Task: Starting at the line that contains "stamen, one line per instance", set down each line exactly until the records end, keeping both ends and adding nothing.

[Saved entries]
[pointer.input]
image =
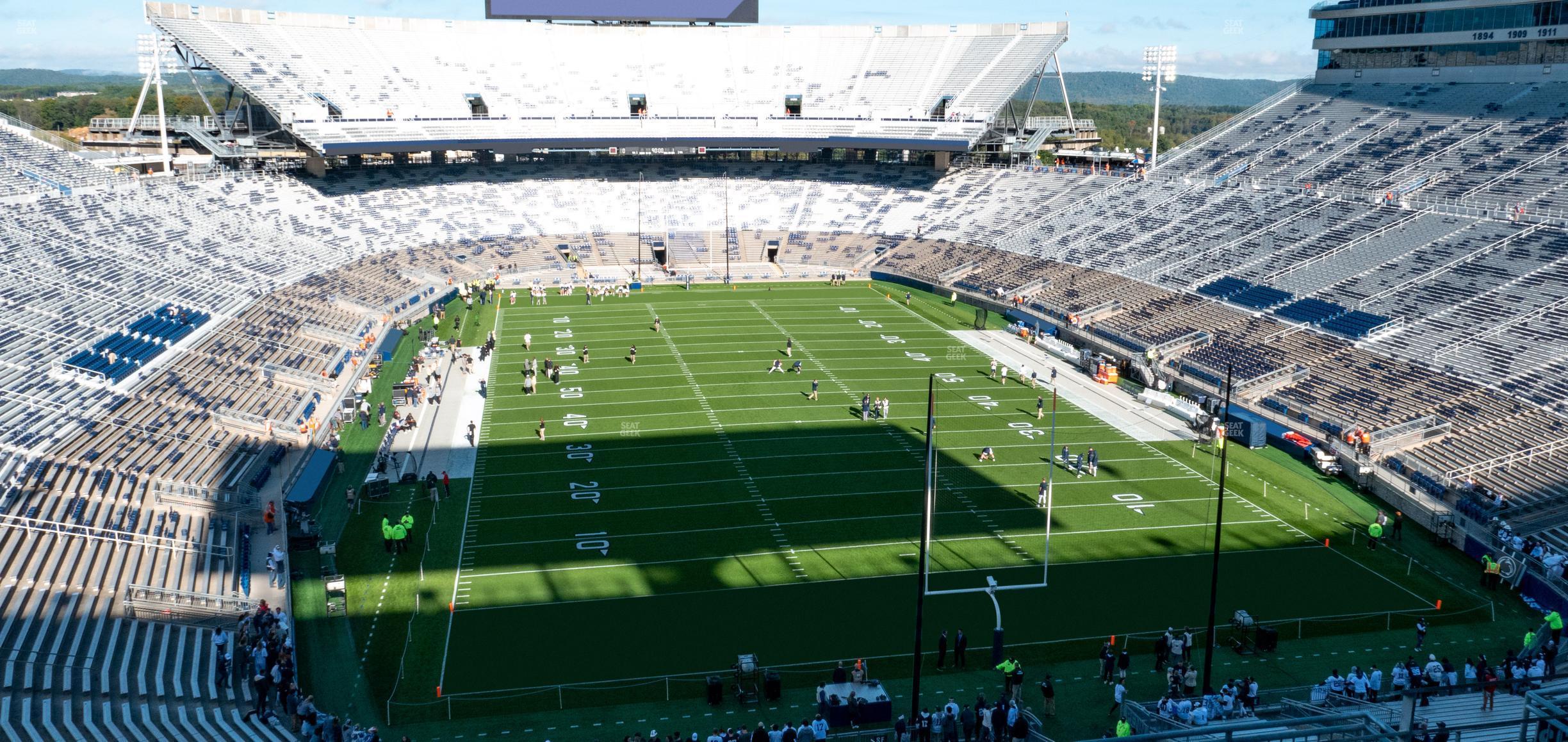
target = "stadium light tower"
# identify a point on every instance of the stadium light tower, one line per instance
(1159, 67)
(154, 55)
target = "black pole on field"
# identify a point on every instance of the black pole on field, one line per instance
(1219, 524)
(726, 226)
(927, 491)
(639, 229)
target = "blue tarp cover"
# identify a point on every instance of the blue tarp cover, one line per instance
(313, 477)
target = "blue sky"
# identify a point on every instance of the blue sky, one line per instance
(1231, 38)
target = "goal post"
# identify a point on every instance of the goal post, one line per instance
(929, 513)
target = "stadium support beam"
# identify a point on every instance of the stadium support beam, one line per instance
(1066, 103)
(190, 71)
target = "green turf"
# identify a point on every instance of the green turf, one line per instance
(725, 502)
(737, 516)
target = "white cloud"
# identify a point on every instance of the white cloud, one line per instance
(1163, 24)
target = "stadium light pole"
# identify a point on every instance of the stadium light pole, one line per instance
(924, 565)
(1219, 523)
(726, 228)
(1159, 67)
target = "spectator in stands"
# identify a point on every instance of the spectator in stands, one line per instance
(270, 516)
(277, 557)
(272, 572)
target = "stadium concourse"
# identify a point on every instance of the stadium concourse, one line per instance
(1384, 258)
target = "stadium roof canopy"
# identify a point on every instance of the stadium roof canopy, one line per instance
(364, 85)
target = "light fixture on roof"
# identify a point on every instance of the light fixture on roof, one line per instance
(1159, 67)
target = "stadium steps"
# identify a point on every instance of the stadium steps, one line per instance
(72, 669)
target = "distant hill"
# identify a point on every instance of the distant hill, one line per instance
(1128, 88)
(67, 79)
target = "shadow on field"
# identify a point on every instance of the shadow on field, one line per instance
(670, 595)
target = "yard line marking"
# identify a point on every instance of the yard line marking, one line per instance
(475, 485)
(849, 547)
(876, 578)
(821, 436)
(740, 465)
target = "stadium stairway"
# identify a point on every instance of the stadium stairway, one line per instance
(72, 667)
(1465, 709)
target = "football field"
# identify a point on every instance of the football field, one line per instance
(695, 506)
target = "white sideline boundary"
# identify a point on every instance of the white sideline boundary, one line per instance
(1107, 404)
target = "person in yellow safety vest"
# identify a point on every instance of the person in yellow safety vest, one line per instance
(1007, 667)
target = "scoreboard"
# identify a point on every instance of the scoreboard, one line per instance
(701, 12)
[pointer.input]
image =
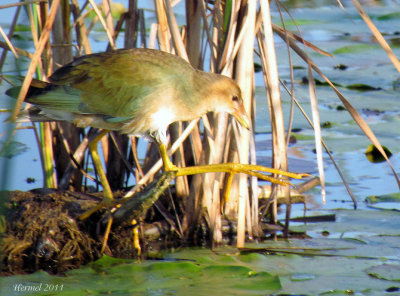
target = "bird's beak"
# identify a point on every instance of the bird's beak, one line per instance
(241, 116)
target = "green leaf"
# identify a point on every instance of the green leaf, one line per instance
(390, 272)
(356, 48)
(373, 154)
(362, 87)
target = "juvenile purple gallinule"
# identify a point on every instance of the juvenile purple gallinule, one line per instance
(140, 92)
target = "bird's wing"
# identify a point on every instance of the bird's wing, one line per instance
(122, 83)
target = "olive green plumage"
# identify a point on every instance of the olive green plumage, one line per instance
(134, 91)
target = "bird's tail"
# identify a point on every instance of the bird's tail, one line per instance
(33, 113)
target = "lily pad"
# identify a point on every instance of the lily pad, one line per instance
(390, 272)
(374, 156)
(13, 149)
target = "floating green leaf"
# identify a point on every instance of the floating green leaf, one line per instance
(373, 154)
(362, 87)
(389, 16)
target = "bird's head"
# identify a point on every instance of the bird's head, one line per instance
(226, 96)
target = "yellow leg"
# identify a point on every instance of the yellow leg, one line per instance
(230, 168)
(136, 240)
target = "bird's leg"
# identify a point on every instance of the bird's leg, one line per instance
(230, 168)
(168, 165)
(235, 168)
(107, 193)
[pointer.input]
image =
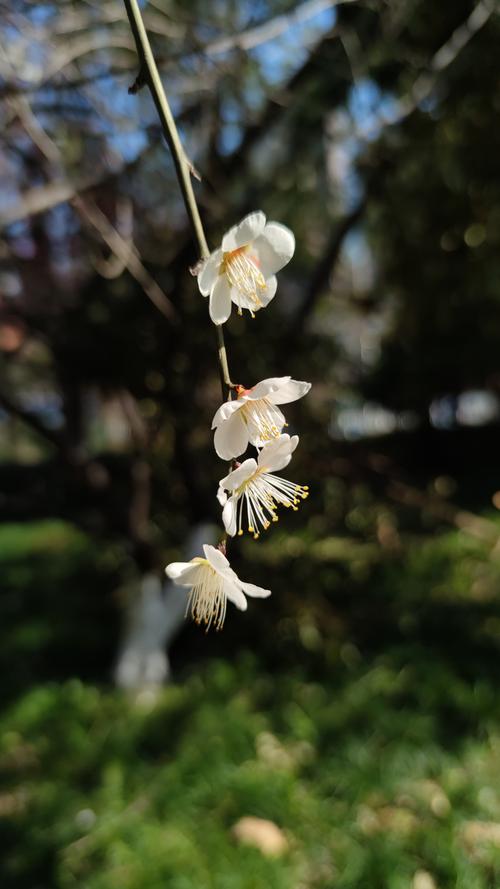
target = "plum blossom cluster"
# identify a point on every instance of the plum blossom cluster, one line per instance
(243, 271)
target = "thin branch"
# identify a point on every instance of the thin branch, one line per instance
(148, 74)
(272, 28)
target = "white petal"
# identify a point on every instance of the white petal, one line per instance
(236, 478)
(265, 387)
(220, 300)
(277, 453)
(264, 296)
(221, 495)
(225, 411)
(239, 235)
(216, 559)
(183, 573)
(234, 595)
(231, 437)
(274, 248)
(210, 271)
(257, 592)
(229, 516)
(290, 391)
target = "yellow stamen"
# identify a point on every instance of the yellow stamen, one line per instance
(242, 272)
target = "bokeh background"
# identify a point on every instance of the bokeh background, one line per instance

Task response:
# identify a point on every instance of the yellow stamen, one line per instance
(242, 272)
target = "bokeh background"
# identify a point on every instance of the bokeh background, one line per instance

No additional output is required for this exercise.